Task statement –
Recast the lines starting at the beginning of the records and ending at the line that contains "305), (160, 315)]" as a JSON list of strings, one string per line, leaving out blank lines.

Source data
+ + + + +
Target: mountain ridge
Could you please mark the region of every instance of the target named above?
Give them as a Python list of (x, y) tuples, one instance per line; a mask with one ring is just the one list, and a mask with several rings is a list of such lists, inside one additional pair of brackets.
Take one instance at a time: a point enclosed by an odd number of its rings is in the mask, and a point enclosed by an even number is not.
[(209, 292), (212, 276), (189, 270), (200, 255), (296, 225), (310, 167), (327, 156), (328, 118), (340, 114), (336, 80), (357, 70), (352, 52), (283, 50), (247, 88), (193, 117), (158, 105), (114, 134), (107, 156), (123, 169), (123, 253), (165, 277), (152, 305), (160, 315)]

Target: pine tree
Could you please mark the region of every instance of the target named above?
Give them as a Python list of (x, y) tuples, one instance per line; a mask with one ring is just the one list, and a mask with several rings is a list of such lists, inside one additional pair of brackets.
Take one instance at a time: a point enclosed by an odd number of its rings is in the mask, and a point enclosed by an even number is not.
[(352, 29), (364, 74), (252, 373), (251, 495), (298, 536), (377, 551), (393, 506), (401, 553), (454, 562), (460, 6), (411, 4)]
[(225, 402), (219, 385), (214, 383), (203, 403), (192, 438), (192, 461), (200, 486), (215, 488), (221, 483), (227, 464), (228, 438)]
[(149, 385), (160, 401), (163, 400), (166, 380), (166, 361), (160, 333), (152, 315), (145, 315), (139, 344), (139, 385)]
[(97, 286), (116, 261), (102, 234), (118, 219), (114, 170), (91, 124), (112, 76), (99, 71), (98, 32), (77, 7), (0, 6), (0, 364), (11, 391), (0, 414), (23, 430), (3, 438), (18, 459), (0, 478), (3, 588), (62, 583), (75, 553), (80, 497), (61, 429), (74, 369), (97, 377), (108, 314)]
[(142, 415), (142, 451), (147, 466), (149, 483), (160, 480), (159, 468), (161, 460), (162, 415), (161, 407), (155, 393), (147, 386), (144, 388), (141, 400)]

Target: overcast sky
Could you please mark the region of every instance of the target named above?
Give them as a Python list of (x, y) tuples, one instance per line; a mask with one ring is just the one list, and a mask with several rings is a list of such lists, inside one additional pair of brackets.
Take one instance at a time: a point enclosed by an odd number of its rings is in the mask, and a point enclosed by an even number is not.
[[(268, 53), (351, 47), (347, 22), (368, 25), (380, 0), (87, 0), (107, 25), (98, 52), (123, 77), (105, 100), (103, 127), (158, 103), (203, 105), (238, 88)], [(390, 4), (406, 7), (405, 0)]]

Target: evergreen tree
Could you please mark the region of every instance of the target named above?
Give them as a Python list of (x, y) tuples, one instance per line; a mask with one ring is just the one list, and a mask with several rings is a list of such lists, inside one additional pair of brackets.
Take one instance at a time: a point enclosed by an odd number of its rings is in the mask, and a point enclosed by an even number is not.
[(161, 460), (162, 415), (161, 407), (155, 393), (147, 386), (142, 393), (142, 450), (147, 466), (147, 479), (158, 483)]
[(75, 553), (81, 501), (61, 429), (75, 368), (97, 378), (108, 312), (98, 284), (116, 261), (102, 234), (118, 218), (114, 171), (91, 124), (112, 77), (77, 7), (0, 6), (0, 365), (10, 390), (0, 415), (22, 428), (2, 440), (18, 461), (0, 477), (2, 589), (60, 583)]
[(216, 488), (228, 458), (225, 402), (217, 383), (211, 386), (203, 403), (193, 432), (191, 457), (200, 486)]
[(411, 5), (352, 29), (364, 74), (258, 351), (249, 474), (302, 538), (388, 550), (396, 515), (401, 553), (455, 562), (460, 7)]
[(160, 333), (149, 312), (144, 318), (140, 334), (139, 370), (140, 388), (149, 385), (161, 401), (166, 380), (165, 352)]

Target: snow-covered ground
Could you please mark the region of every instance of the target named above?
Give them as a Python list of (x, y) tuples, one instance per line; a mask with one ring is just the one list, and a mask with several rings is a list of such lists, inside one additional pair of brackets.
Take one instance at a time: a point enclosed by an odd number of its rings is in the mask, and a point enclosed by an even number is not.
+ + + + +
Expected output –
[
  "Target: mountain ridge",
  "Could you please mark the region of every instance of the target named above?",
  "Give them as a Python list of (x, y) tuples, one instance per line; a mask with one ring is just the one list, and a mask with several rings is a list of such lists, inside one additional pair of brackets.",
  "Take one instance at a time: a point enclosed by an odd number of its rings is in the mask, and a point enclosed by an even number is not.",
  "[(209, 292), (212, 276), (189, 270), (200, 255), (296, 225), (310, 167), (327, 156), (328, 118), (340, 114), (336, 80), (357, 70), (352, 52), (283, 50), (247, 88), (193, 117), (158, 105), (114, 134), (107, 156), (123, 169), (123, 253), (165, 277), (152, 305), (160, 315)]"
]